_EXERCISE INSTRUCTIONS_
Could you copy the records below exactly, leaving out any pictures?

[Dataset entries]
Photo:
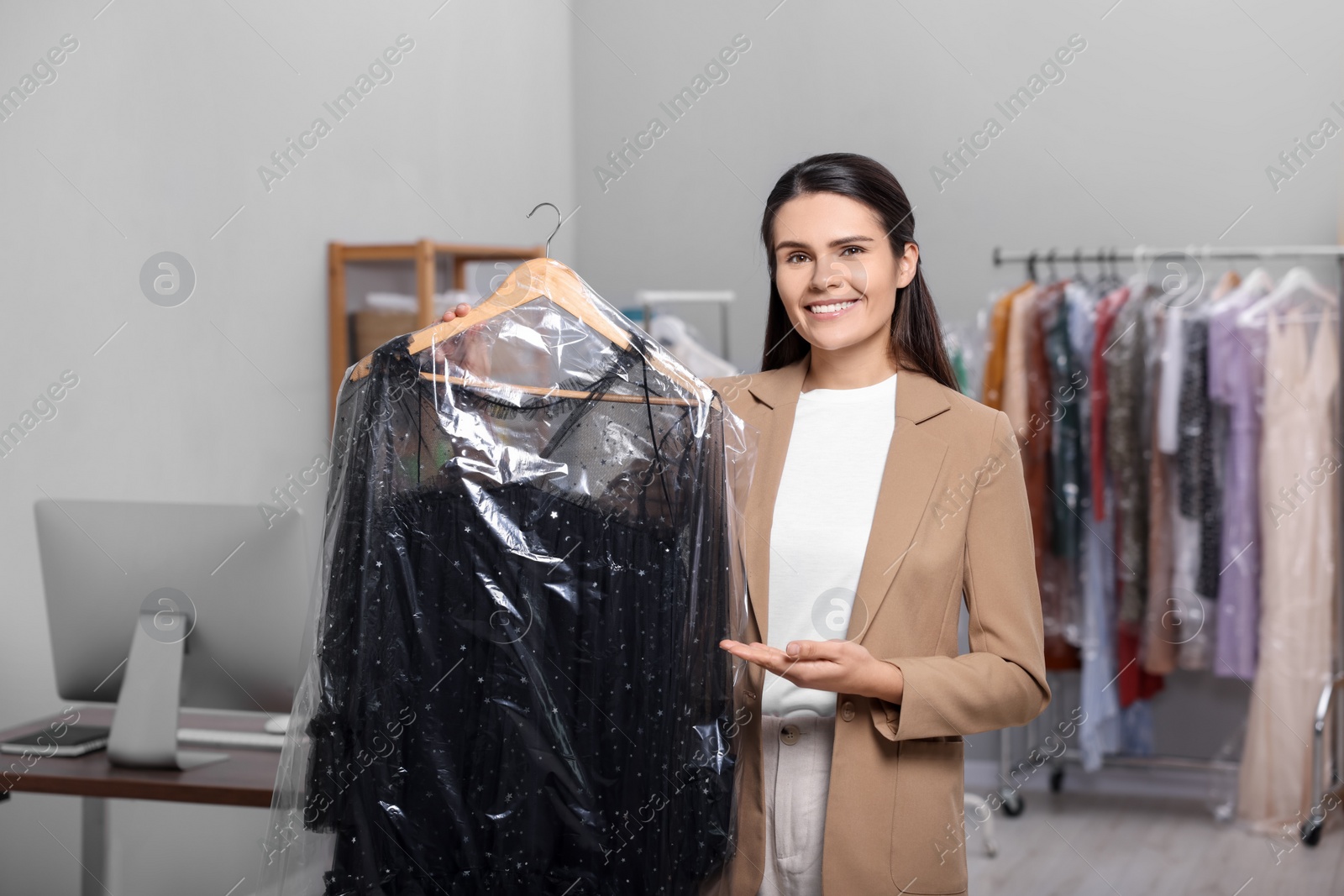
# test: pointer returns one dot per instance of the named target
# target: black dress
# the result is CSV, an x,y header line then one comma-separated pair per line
x,y
517,684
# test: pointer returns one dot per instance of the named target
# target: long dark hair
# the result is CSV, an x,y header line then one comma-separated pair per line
x,y
916,333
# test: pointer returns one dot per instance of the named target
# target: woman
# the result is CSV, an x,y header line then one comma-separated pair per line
x,y
880,496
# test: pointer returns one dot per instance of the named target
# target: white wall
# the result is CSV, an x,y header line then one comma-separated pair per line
x,y
150,140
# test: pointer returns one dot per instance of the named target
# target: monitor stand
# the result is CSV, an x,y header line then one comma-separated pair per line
x,y
144,728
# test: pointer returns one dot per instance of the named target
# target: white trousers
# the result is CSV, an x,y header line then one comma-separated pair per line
x,y
797,778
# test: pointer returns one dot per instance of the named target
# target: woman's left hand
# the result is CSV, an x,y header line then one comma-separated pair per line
x,y
843,667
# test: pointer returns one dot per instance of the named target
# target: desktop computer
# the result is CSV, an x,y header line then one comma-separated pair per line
x,y
158,606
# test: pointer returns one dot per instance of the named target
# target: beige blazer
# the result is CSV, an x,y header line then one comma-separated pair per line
x,y
952,519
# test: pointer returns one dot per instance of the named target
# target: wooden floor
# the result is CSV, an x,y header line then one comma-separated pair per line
x,y
1085,844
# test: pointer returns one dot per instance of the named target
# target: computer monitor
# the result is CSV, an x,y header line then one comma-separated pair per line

_ANSWER SECTION_
Photo:
# test: pointer returns one dot per instance of the named target
# target: black dress
# the result is CSV, an x,y header line then one comma-separated pair per line
x,y
517,684
# test: pointer returns one dot per instance of the named target
# target: long dark hair
# the result is CSV, an x,y header line then one comma-separated pair per line
x,y
916,333
# test: pointer returns one dot per instance of the named target
# target: woman
# the result is CSV, an x,y header line then one comma-separated pair per line
x,y
880,496
# test: pointer returns one dot per instance of the named target
# target: white wall
# the result is CSV, an x,y header line then one comma-separated pair per line
x,y
150,140
# test: pointer returns one dot per instance of the named target
# target: monitor stand
# the result is CSV, an x,y header line then one comma-separated pair per line
x,y
144,728
# test: pointer returns one dot per instance of the named target
# target: white trousers
# the result is CSV, an x,y header line then one comma-separated pair per line
x,y
797,778
# test: pointer returns one dot per instance of the named target
# target: woman's left hand
# the result is CSV, an x,y header line then one comma-separated pair per line
x,y
843,667
# test: pointer returns one dot per instance of the named target
# target: desktop computer
# the result is CSV, an x,y header line then one comma-separated pair per line
x,y
158,606
# test: pointer returns one dot per instance of the named target
# target: beige blazer
# the result is CSV, an x,y header line then one comma-separated pair per line
x,y
952,519
# test: pointer returns one dot per instance of the named target
# target: wooden floor
# the result is CSV, an x,y header line then one comma-separated pair per line
x,y
1085,844
# test: pointer returns one dot per instance of the named target
# target: computer monitor
# the result is CSV, an x,y header line then one comma-separated pair per line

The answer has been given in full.